*WHAT YOU NEED TO DO*. Copy the data below exactly.

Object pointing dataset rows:

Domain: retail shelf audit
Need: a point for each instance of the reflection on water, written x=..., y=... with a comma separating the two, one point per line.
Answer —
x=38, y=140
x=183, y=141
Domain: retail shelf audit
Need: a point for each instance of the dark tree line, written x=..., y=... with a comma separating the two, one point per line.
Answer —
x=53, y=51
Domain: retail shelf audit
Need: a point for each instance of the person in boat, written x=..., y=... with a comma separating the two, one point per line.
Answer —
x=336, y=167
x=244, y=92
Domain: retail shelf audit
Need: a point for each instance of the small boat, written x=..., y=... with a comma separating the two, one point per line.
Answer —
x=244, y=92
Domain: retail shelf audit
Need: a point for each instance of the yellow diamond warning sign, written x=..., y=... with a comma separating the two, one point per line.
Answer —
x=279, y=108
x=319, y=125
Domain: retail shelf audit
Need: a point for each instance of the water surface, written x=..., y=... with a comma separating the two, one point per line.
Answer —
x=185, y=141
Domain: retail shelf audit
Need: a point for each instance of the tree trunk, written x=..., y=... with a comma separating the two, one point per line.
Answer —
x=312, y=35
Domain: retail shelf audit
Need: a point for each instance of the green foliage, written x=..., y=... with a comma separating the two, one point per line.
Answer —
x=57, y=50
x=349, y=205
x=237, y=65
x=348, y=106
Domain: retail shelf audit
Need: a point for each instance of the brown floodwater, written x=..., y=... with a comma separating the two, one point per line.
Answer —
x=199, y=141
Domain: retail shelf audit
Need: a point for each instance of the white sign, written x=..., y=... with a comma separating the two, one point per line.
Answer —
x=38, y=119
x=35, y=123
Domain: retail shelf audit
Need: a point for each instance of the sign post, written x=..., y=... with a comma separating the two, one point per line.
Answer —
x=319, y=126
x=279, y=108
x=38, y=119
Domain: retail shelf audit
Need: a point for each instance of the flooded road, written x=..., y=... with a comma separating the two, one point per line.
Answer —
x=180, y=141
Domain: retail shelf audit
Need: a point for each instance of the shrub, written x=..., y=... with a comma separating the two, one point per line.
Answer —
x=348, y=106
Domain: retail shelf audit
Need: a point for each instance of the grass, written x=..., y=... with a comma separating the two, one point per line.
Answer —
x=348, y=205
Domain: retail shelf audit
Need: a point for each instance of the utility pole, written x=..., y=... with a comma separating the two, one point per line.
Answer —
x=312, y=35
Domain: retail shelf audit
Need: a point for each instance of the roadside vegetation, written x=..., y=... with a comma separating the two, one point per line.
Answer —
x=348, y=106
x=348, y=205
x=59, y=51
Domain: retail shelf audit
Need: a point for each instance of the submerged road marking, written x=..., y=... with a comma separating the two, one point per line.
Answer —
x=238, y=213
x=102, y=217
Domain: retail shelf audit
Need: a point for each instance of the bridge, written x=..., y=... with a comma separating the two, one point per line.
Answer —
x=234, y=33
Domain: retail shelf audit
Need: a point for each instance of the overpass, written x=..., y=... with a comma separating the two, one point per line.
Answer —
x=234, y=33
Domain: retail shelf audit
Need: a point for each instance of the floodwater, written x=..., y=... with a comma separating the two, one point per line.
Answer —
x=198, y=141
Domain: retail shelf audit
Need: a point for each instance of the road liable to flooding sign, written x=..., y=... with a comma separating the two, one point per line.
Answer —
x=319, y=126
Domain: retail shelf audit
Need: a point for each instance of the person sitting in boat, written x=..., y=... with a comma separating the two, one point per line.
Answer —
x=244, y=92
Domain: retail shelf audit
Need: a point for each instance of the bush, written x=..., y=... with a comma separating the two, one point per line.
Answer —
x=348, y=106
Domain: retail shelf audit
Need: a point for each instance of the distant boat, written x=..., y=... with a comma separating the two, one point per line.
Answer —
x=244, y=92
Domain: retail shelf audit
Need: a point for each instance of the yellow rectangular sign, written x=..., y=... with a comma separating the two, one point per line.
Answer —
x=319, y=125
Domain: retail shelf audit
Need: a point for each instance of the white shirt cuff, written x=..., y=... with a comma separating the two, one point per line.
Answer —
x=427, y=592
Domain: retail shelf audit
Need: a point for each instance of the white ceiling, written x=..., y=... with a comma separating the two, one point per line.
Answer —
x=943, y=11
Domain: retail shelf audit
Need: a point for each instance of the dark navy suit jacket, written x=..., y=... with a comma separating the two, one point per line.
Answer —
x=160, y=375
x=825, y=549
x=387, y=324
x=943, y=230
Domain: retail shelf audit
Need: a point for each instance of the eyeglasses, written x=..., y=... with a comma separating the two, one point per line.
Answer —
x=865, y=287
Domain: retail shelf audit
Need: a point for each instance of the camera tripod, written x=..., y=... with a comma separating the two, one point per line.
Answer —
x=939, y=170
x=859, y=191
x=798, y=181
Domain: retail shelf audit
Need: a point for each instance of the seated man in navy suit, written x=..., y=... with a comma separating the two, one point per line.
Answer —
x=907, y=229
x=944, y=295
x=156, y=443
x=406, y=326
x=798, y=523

*COMPLETE RESPONSE*.
Domain: retail shelf audit
Need: a point for each instance of the reflection on water, written x=..., y=... with a comma separating the two, one point per line.
Answer —
x=38, y=140
x=183, y=141
Domain: retail shelf audit
Need: a point for each instance of the dark tree line, written x=..., y=... with a comma separating the two, one point per line.
Answer —
x=53, y=51
Domain: retail shelf audit
Need: a point for each instance of the person in boat, written x=..., y=... with a comma separating the two, one point per line.
Answer —
x=336, y=167
x=244, y=92
Domain: retail shelf audit
Need: a point for each instance of the small boat, written x=..., y=... with a comma separating the two, one point per line.
Answer —
x=244, y=92
Domain: retail shelf audit
Need: a point for each instance of the yellow diamond warning sign, written x=..., y=... with a comma separating the two, one point per line.
Answer —
x=279, y=108
x=319, y=125
Domain: retail shelf audit
Need: a point for each instance of the water surface, written x=..., y=... with a comma separating the two, one point per line.
Answer —
x=185, y=141
Domain: retail shelf audit
Need: a point for each instance of the tree trunk, written x=..., y=... with a comma separating the two, one point per line.
Answer —
x=312, y=35
Domain: retail shelf audit
Need: a point for each instance of the green foliage, written x=..., y=... with a comma separating the two, one point per line.
Answer —
x=57, y=50
x=349, y=205
x=237, y=65
x=348, y=106
Domain: retail shelf audit
Need: a point for each instance of the brown floodwater, written x=..., y=... with a comma separating the two, one point per line.
Answer —
x=199, y=141
Domain: retail shelf audit
Need: a point for each instance of the white sign, written x=..., y=... with a comma separating the two, one point per line.
Answer —
x=38, y=119
x=35, y=123
Domain: retail shelf audit
Need: a point for each instance of the sign post, written x=..., y=... with a comma separating the two, one point per line.
Answer —
x=319, y=126
x=279, y=108
x=38, y=119
Domain: retail shelf audit
Need: a point for each instance of the flooded road, written x=..., y=... with a comma separating the two, one point per line.
Answer —
x=180, y=141
Domain: retail shelf audit
Need: a point for each instance of the shrub, written x=..., y=... with a comma separating the two, one point per line.
Answer —
x=348, y=106
Domain: retail shelf audit
Need: a point for each instance of the grass, written x=..., y=... with a comma separating the two, one point per line.
Answer —
x=348, y=205
Domain: retail shelf audit
Need: a point for each instance of the utility pole, written x=..., y=... with a comma separating the two, one point per line.
Answer —
x=312, y=35
Domain: retail shelf audit
Need: a point for each instance of the roadside vegetation, written x=..., y=... with a comma separating the two, one point per line.
Answer —
x=348, y=106
x=348, y=205
x=59, y=51
Domain: retail shelf audit
Need: a point for each instance of the submerged road marking, written x=..., y=... with a comma separating the two, one point per line.
Answer —
x=238, y=213
x=102, y=217
Domain: retail shelf audit
Need: a point for each instance of the bridge, written x=..., y=... with a comma separating the two, one point per line.
Answer —
x=234, y=33
Domain: retail shelf audit
Need: a point for each instance of the overpass, written x=..., y=... with a comma separating the two, one point per line.
Answer —
x=234, y=33
Domain: retail shelf audit
Need: a point for each instance of the floodwater, written x=..., y=... with a comma separating the two, one point per line.
Answer —
x=198, y=141
Domain: retail shelf audit
Need: a point for each instance of the road liable to flooding sign, written x=..., y=... with a comma separating the two, one point per line.
Answer —
x=319, y=126
Domain: retail shelf audit
Need: a point for each instance of the person sitting in boat, written x=..., y=... with a comma separating the two, one point per line.
Answer —
x=244, y=92
Domain: retail shelf audit
Need: a point for each instance of the bush, written x=..., y=... with a comma separating the two, one point per line.
Answer —
x=348, y=106
Domain: retail shelf audit
Need: a point for each instance of the distant boat, written x=..., y=... with a comma separating the two, one point per line.
Answer —
x=244, y=92
Domain: retail shelf audit
Need: a point for each instance of the yellow rectangular sign, written x=..., y=... with a comma separating the two, one point per line.
Answer —
x=319, y=125
Domain: retail shelf audit
Need: a point for each instance of the white shirt cuff, written x=..., y=... with a comma separating the two, one point per line.
Answer —
x=427, y=592
Domain: retail shelf audit
Need: a point for each instance of the white ceiling, written x=..., y=... with a comma separating the two, one point per line.
Answer —
x=943, y=11
Domain: retail shelf audit
Need: a point for each instance of the dark navy suit jacket, written x=..., y=... with a comma separating the two, one point per line.
Answer —
x=160, y=375
x=825, y=549
x=387, y=324
x=943, y=230
Domain: retail shelf audit
Need: a point for each instance of the eyeglasses, written x=..., y=... with a comma separating the two, one point per line.
Answer —
x=865, y=287
Domain: retail shelf audit
Need: a point for each instance of the camera tripod, written x=..., y=... with a comma separating the two, one point per line.
Answer —
x=939, y=170
x=859, y=191
x=798, y=181
Domain: retail shelf audit
Need: a point for each instance of the seated man in navy suit, written x=..., y=... with a comma separating the two, one point per line.
Answer —
x=907, y=229
x=944, y=295
x=156, y=443
x=406, y=326
x=798, y=523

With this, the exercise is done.